## [Exercise materials]
================
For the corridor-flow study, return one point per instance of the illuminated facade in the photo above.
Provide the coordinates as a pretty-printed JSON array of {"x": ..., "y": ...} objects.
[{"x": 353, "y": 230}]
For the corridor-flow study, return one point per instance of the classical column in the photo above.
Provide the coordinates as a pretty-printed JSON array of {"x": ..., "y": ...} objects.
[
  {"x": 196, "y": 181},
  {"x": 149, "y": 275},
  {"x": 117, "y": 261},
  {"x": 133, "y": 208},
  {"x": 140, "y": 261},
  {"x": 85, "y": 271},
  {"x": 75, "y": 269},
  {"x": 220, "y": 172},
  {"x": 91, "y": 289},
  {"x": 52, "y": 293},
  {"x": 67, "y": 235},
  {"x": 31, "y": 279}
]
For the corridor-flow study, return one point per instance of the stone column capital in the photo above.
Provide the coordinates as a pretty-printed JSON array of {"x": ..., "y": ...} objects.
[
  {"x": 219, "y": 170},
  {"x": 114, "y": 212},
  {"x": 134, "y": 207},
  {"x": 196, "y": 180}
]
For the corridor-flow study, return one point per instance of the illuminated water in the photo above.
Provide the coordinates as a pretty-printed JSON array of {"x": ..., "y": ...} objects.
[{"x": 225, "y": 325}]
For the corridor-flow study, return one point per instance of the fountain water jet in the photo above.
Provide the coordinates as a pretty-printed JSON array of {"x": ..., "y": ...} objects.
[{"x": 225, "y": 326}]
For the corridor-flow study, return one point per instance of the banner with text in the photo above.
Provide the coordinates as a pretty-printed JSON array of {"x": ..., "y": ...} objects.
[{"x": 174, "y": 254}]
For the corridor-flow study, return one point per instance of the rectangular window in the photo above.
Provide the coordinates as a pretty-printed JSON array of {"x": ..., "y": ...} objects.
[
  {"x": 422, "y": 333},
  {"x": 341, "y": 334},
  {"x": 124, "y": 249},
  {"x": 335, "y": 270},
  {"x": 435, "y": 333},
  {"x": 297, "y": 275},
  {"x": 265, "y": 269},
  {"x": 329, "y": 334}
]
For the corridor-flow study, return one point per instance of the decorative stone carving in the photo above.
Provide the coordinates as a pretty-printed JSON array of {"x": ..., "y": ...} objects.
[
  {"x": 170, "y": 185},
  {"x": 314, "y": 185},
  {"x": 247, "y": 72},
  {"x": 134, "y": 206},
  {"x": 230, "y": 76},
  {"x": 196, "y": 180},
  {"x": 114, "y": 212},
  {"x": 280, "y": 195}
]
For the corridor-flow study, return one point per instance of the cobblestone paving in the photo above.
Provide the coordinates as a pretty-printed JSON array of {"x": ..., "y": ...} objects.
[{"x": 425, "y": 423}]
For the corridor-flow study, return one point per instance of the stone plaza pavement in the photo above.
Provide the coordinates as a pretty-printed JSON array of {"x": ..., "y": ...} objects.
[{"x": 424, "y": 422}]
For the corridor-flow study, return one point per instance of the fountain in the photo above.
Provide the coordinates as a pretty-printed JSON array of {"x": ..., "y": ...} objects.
================
## [Activity]
Find each line in the records that contains the string "water", then say how many there are and nothing else.

## [Response area]
2